DOCUMENT
++++

A Caution about Sent and van Staveren’s “Feminist Review…”

While the conclusions it comes to are broadly correct, the article “A Feminist Review of Behavioral Economic Research on Gender Differences” by Sent and van Staveren should not be used as a model for methodology.

Sent and van Staveren FEIn their article “A Feminist Review of Behavioral Economic Research on Gender Differences,” published in the April 2019 issue of Feminist Economics, Esther-Mirjam Sent and Irene van Staveren state that their work was inspired by my own work. In a series of articles (here, here, and here) and a book, I had performed meta-analyses of behavioral economics work concerning gender and risk-taking. Sent and van Staveren are to be commended for taking on the ambitious project of extending the focus to include investigations into not only risk, but also overconfidence, altruism, and trust. They also come to conclusions that are, based on my own investigation, broadly correct: “[F]ew studies report statistically significant as well as sizeable differences,” “large intra-gender differences (differences among men and differences among women) exist,” and “[m]any studies have not sufficiently taken account of various social, cultural, and ideological drivers.”  I feel obligated, however, to point out that there are a number of methodological problems in their article. While the article is certainly notable, considerable caution should be exercised about taking its methods as a model for future work.

In order to understand how the behavioral economics literature on gender has become so misleading, and sort out what the evidence actually says, it is vitally important to understand two things. The first is the difference between substantive and statistical significance. The second is the important role played by publication bias. Sent and van Staveren’s article, unfortunately, does not deal adequately with either. As a result, its findings are difficult to interpret.

++++

INFORMATION SUPPLIED
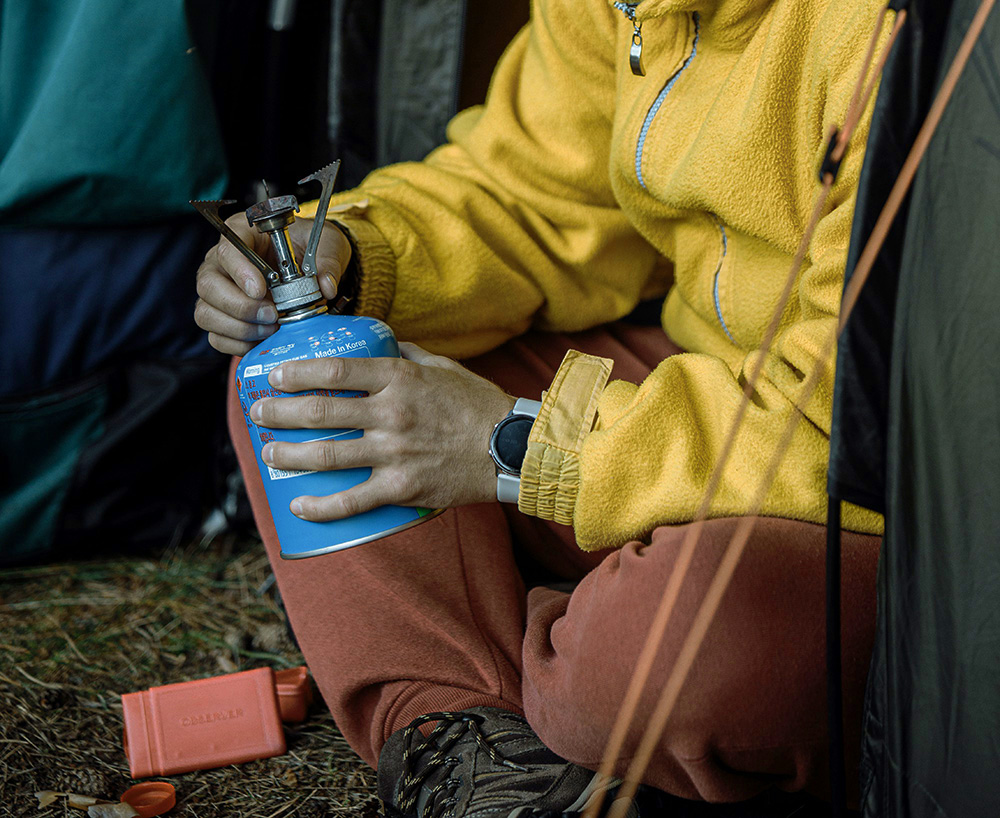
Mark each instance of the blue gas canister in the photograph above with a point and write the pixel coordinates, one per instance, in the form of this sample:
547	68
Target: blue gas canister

++++

PROBLEM SET
A) Rewrite the passage of the critique that opens with "A Caution about" and closes with "model for methodology.", putting "paper" in place of "article" everywhere it occurs.
B) According to the critique, in which issue of Feminist Economics did the Sent and van Staveren article appear?
C) Carry the critique forward from its final sentence.
The material above comes from a separate source.

THE RESULTS
A)
A Caution about Sent and van Staveren’s “Feminist Review…”

While the conclusions it comes to are broadly correct, the paper “A Feminist Review of Behavioral Economic Research on Gender Differences” by Sent and van Staveren should not be used as a model for methodology.

B) The April 2019 issue.

C)
Substantive vs. Statistical Significance

While behavioral economists regularly report measures of statistical significance (such as t-statistics and p-values) in relation to “gender differences,” they have not—at least yet–commonly calculated measures that express the substantive size of the difference. I introduced the effect size measure called “Cohen’s d” into this economics literature as a remedy. Cohen’s d expresses the difference between male and female mean scores on some variable in standard deviation units, yielding a measure of the substantive size of the difference that can be compared across studies. For example, male and female average heights are about 2.6 standard deviations apart (that is, d=2.6), indicating that the distributions overlap only towards their tails. In contrast, estimates of behavioral differences very rarely exceed d=1.0 in absolute value and are most often considerably smaller, indicating male and female distributions that may lie almost on top of each other.  A broad meta-analysis of the psychological literature on behaviors ranging from math performance to aggressive behavior to speaking styles  (here), for example, found that  78% of the gender differences were associated with Cohen’s d values of less than 0.35.

Sent and van Staveren also use this measure, but portray its relation to statistical significance erroneously. They state that  “Cohen’s d …does not fully equate to statistical significance. An article might report that the results indicate an insignificant difference between men and women, yet this does not imply that d = 0 (it rather implies that d will be in the neighborhood of 0).” But Cohen’s d doesn’t just “not fully equate” with statistical significance: It represents an entirely different concept. And one cannot make inferences about the size of Cohen’s d from whether it is statistically significant or not.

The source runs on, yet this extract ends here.